Фрагмент текста

□ □ □ □ □ □ □

Однако ничего подобного сделано не было. Не говоря уже о том, что люди, находящиеся в плену советских представлений об образовательной политике и социальной мобильности, не могут помышлять о серьезных изменениях в этой сфере, даже при желании их осуществить возникнет неизбежное противоречие между желательным уровнем компетентности отбираемых представителей интеллектуального слоя и компетентностью самих отбирающих. Люди, выдвинутые в свое время советской системой с её принципом отрицательного отбора, не в состоянии адекватно оценить подлинную образованность, таланты и способности. Критерии же были безнадежно утрачены ещё в конце 50-х годов, когда вымерли последние специалисты, подготовленные в досоветскую эпоху. А пока сама нынешняя властная среда претерпит качественные изменения (для этого в её составе должна образоваться «критическая масса» лиц нового поколения) пройдет ещё немало времени.
К тому же процессы в сфере подготовки интеллектуального слоя не стояли на месте, а продолжали развиваться в прежнем советском духе. Робкие шаги в противоположном направлении намечались было весной 1998 (в частности, идея создания классических университетов), но были заброшены. В дальнейшем же руководство министерства образования (стопроцентно советское) откровенно придерживалось принципа «числом поболе, ценою подешевле», ставя себе в заслугу увеличение приема в вузы «за счет собственных резервов», то есть увеличения числа студентов, приходящихся на одного преподавателя. Собственно, когда высшее образование рассматривается как средство для предотвращения хулиганства (а министр высказывался в том духе, что пусть лучше учатся, чем без дела шляются по улицам), говорить о повышении статуса интеллектуального слоя было просто неуместно.

□ □ □ □ □ □ □

Исходные данные
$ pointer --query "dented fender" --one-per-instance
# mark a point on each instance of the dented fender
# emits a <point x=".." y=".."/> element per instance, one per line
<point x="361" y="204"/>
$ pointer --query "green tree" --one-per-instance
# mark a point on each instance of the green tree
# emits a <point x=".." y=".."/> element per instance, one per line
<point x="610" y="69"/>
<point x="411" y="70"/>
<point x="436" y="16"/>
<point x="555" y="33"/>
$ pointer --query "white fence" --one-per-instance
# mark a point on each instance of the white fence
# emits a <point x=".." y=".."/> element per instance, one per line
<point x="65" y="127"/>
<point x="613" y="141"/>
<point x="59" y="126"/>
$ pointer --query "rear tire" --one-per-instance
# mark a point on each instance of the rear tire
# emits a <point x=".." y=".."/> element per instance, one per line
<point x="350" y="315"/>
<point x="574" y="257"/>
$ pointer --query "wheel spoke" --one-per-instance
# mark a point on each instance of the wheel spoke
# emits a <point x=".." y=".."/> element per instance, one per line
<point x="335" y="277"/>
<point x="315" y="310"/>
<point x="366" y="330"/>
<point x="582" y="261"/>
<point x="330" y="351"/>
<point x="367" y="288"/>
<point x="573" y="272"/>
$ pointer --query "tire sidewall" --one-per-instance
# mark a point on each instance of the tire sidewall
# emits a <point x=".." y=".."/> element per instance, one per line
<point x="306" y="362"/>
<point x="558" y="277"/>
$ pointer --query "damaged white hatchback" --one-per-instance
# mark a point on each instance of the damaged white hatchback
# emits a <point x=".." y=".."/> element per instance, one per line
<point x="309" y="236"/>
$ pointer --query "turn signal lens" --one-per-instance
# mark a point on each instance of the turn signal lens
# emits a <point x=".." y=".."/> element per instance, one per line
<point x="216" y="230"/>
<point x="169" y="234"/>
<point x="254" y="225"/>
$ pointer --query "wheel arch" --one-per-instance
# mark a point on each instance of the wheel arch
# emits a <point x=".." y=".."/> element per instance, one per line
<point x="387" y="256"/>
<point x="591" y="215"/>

□ □ □ □ □ □ □

Задание 1
Когда, согласно фрагменту об образовательной политике, были безнадежно утрачены критерии оценки образованности и способностей?
Задание 2
Выберите из записей все строки, в которых встречается слово "dented".

Правильный ответ 1
В конце 50-х годов, когда вымерли последние специалисты, подготовленные в досоветскую эпоху.

Правильный ответ 2
$ pointer --query "dented fender" --one-per-instance
# mark a point on each instance of the dented fender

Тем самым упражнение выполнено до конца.